**Aim:**
Copy every record below, exactly as written.

[Entries taken from a collection]
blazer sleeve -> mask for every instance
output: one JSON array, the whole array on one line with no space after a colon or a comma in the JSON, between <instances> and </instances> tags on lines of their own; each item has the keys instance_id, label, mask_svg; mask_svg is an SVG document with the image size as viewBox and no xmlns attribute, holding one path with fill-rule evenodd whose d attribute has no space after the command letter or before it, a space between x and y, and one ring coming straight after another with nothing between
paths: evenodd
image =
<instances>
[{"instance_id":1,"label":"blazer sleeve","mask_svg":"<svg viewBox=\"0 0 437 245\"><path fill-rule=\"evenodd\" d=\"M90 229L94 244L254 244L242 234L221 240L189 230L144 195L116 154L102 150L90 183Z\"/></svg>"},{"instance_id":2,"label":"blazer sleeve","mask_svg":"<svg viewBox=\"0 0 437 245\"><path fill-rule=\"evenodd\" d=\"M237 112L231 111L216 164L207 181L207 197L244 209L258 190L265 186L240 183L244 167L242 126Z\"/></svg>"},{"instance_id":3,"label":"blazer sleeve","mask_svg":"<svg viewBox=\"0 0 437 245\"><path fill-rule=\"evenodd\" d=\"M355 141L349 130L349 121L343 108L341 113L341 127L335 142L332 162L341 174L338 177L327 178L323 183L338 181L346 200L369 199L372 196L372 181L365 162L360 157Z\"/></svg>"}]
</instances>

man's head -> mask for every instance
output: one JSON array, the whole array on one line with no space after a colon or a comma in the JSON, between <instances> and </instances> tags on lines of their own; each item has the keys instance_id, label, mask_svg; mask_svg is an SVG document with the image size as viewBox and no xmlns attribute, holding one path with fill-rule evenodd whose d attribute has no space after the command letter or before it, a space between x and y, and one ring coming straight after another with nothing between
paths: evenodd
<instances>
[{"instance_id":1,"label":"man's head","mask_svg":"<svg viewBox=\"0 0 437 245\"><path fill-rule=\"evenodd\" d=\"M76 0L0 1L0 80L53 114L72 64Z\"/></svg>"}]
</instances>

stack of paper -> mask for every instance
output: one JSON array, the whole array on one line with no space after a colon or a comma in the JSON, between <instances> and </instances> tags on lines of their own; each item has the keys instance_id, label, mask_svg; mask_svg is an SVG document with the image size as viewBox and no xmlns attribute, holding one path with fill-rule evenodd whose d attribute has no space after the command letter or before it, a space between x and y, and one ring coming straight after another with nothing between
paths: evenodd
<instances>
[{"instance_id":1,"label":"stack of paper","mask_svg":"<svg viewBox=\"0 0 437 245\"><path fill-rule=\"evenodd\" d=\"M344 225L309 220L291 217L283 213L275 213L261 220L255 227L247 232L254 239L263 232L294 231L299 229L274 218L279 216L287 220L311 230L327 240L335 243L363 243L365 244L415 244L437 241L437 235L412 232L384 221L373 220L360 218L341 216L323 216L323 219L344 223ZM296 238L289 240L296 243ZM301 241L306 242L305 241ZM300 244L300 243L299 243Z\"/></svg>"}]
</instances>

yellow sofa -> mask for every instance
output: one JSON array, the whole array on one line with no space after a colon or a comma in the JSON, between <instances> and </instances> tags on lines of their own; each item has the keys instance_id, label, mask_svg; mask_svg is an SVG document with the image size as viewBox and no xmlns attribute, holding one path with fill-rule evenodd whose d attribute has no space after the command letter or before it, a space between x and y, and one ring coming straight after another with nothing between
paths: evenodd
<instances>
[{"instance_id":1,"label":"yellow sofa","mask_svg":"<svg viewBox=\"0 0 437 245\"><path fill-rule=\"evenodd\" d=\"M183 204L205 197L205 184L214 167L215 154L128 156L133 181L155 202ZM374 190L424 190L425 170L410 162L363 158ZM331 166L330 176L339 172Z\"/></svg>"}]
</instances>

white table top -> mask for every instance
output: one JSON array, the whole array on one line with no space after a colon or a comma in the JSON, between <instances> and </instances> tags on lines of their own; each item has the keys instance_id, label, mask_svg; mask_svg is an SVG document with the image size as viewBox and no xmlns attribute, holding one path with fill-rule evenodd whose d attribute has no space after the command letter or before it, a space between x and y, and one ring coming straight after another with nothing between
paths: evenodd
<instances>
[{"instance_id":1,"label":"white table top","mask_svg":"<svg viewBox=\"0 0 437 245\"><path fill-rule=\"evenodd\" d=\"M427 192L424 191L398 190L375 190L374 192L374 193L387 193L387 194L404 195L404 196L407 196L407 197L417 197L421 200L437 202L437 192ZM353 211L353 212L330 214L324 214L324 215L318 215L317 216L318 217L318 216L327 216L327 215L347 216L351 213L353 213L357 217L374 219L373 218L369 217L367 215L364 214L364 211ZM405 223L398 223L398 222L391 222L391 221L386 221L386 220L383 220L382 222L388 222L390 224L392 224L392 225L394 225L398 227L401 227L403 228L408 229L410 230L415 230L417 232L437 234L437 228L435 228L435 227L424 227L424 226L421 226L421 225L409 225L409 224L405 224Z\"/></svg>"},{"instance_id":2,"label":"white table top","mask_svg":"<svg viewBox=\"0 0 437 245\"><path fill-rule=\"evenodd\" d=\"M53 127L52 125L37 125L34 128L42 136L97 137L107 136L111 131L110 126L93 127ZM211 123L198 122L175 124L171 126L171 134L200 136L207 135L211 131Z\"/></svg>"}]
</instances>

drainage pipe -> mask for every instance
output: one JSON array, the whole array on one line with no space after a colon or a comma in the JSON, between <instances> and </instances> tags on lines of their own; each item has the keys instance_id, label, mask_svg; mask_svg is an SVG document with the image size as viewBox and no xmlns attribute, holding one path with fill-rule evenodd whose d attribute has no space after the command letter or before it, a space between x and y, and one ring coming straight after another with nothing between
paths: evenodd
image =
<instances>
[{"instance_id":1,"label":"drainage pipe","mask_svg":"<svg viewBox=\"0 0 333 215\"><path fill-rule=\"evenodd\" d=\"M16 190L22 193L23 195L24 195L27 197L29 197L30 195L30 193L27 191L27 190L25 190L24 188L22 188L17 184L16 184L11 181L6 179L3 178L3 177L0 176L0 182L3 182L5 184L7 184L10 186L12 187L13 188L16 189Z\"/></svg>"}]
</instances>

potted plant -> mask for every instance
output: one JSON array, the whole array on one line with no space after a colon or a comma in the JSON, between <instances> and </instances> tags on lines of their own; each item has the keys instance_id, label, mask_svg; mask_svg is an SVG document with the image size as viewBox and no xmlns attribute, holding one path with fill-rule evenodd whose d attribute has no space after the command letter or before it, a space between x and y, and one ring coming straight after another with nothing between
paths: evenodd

**Finished task:**
blazer sleeve -> mask for every instance
output: one JSON array, the whole array on one line with no space after a colon or a comma in the JSON, between <instances> and </instances> tags on lines of their own; each item has the keys instance_id, label, mask_svg; mask_svg is an SVG document with the image size as viewBox and no xmlns attribute, holding one path with fill-rule evenodd whose d attribute has no space after the command letter or before it, a space between x and y, and one ring coming straight after another with nothing between
paths: evenodd
image =
<instances>
[{"instance_id":1,"label":"blazer sleeve","mask_svg":"<svg viewBox=\"0 0 437 245\"><path fill-rule=\"evenodd\" d=\"M90 229L94 244L254 244L242 234L221 240L189 230L144 195L116 154L102 150L90 183Z\"/></svg>"},{"instance_id":2,"label":"blazer sleeve","mask_svg":"<svg viewBox=\"0 0 437 245\"><path fill-rule=\"evenodd\" d=\"M237 112L231 111L216 164L207 181L207 197L244 209L258 190L265 186L240 183L244 167L242 126Z\"/></svg>"},{"instance_id":3,"label":"blazer sleeve","mask_svg":"<svg viewBox=\"0 0 437 245\"><path fill-rule=\"evenodd\" d=\"M355 141L349 130L349 121L343 108L341 113L341 127L335 142L332 162L341 174L338 177L327 178L323 183L338 181L346 200L369 199L372 196L372 181L365 162L360 157Z\"/></svg>"}]
</instances>

man's head -> mask for every instance
output: one JSON array, the whole array on one line with no space after a colon or a comma in the JSON, between <instances> and </instances> tags on lines of their own; each item has the keys instance_id, label, mask_svg; mask_svg is an SVG document with the image size as viewBox and no xmlns attribute, holding one path with fill-rule evenodd whose d attribute has no space after the command letter or before it, a space between x and y, and one ring coming straight after another with nothing between
paths: evenodd
<instances>
[{"instance_id":1,"label":"man's head","mask_svg":"<svg viewBox=\"0 0 437 245\"><path fill-rule=\"evenodd\" d=\"M76 0L0 1L0 80L53 114L72 64Z\"/></svg>"}]
</instances>

stack of paper -> mask for every instance
output: one JSON array, the whole array on one line with no space after a colon or a comma in the JSON, between <instances> and </instances> tags on lines of their own; each item has the keys instance_id, label, mask_svg; mask_svg is an SVG document with the image size as viewBox and no xmlns attribute, holding one path with fill-rule evenodd whose d attribute has no space after the command letter or before it, a space between x and y, and one ring coming straight after another with nothing between
paths: evenodd
<instances>
[{"instance_id":1,"label":"stack of paper","mask_svg":"<svg viewBox=\"0 0 437 245\"><path fill-rule=\"evenodd\" d=\"M344 225L309 220L291 217L283 213L275 213L261 220L255 227L247 232L254 239L263 232L294 231L299 229L274 218L279 216L287 220L311 230L327 240L335 243L363 243L365 244L415 244L437 241L437 235L412 232L384 221L373 220L360 218L341 216L323 216L323 219L344 223ZM296 238L289 240L296 243ZM301 241L306 242L305 241ZM300 244L300 243L299 243Z\"/></svg>"}]
</instances>

yellow sofa -> mask for every instance
output: one JSON array, the whole array on one line with no space after a colon or a comma in the JSON, between <instances> and </instances> tags on lines of their own; each item has the keys instance_id, label, mask_svg; mask_svg is an SVG document with the image size as viewBox and no xmlns attribute, holding one path with fill-rule evenodd whose d attribute has no space after the command letter or before it, a space between x and y, and one ring coming straight after another with nothing between
paths: evenodd
<instances>
[{"instance_id":1,"label":"yellow sofa","mask_svg":"<svg viewBox=\"0 0 437 245\"><path fill-rule=\"evenodd\" d=\"M183 204L205 197L205 184L214 167L215 154L128 156L133 181L155 202ZM374 190L424 190L425 170L410 162L363 158ZM331 166L330 176L339 172Z\"/></svg>"}]
</instances>

white table top -> mask for every instance
output: one JSON array, the whole array on one line with no space after a colon or a comma in the JSON, between <instances> and </instances> tags on lines of their own; each item has the keys instance_id, label, mask_svg; mask_svg is an SVG document with the image size as viewBox and no xmlns attribute, holding one path with fill-rule evenodd whose d attribute has no space after the command letter or before it, a space between x and y, and one ring coming straight after another with nothing between
paths: evenodd
<instances>
[{"instance_id":1,"label":"white table top","mask_svg":"<svg viewBox=\"0 0 437 245\"><path fill-rule=\"evenodd\" d=\"M427 192L424 191L398 190L375 190L374 192L374 193L387 193L387 194L404 195L404 196L407 196L407 197L417 197L421 200L437 202L437 192ZM353 211L353 212L330 214L324 214L324 215L318 215L317 216L318 217L318 216L327 216L327 215L347 216L351 213L353 213L357 217L374 219L373 218L369 217L367 215L364 214L364 211ZM405 223L398 223L398 222L391 222L391 221L386 221L386 220L383 220L382 222L388 222L390 224L392 224L392 225L394 225L398 227L401 227L403 228L408 229L410 230L415 230L417 232L437 234L437 228L435 228L435 227L424 227L424 226L421 226L421 225L409 225L409 224L405 224Z\"/></svg>"},{"instance_id":2,"label":"white table top","mask_svg":"<svg viewBox=\"0 0 437 245\"><path fill-rule=\"evenodd\" d=\"M53 127L52 125L37 125L34 128L42 136L97 137L107 136L111 131L110 126L93 127ZM211 123L198 122L175 124L171 126L171 134L200 136L207 135L211 131Z\"/></svg>"}]
</instances>

drainage pipe -> mask for every instance
output: one JSON array, the whole array on one line with no space after a colon or a comma in the JSON, between <instances> and </instances> tags on lines of their own; each item has the keys instance_id, label, mask_svg; mask_svg is an SVG document with the image size as viewBox and no xmlns attribute, holding one path with fill-rule evenodd whose d attribute has no space after the command letter or before it, a space between x and y, and one ring coming straight after another with nothing between
paths: evenodd
image =
<instances>
[{"instance_id":1,"label":"drainage pipe","mask_svg":"<svg viewBox=\"0 0 333 215\"><path fill-rule=\"evenodd\" d=\"M16 190L22 193L23 195L24 195L27 197L29 197L30 195L30 193L27 191L27 190L25 190L24 188L22 188L17 184L16 184L11 181L6 179L3 178L3 177L0 176L0 182L3 182L5 184L7 184L10 186L12 187L13 188L16 189Z\"/></svg>"}]
</instances>

potted plant -> mask for every instance
output: one JSON array, the whole array on one line with no space after a colon or a comma in the JSON, between <instances> and </instances> tags on lines of their own; each item has the keys instance_id, label, mask_svg; mask_svg is an SVG document with the image size as viewBox and no xmlns attribute, holding one path with fill-rule evenodd whose d attribute has no space after the command letter or before it, a space between x and y, and one ring coming straight after another with nothing between
paths: evenodd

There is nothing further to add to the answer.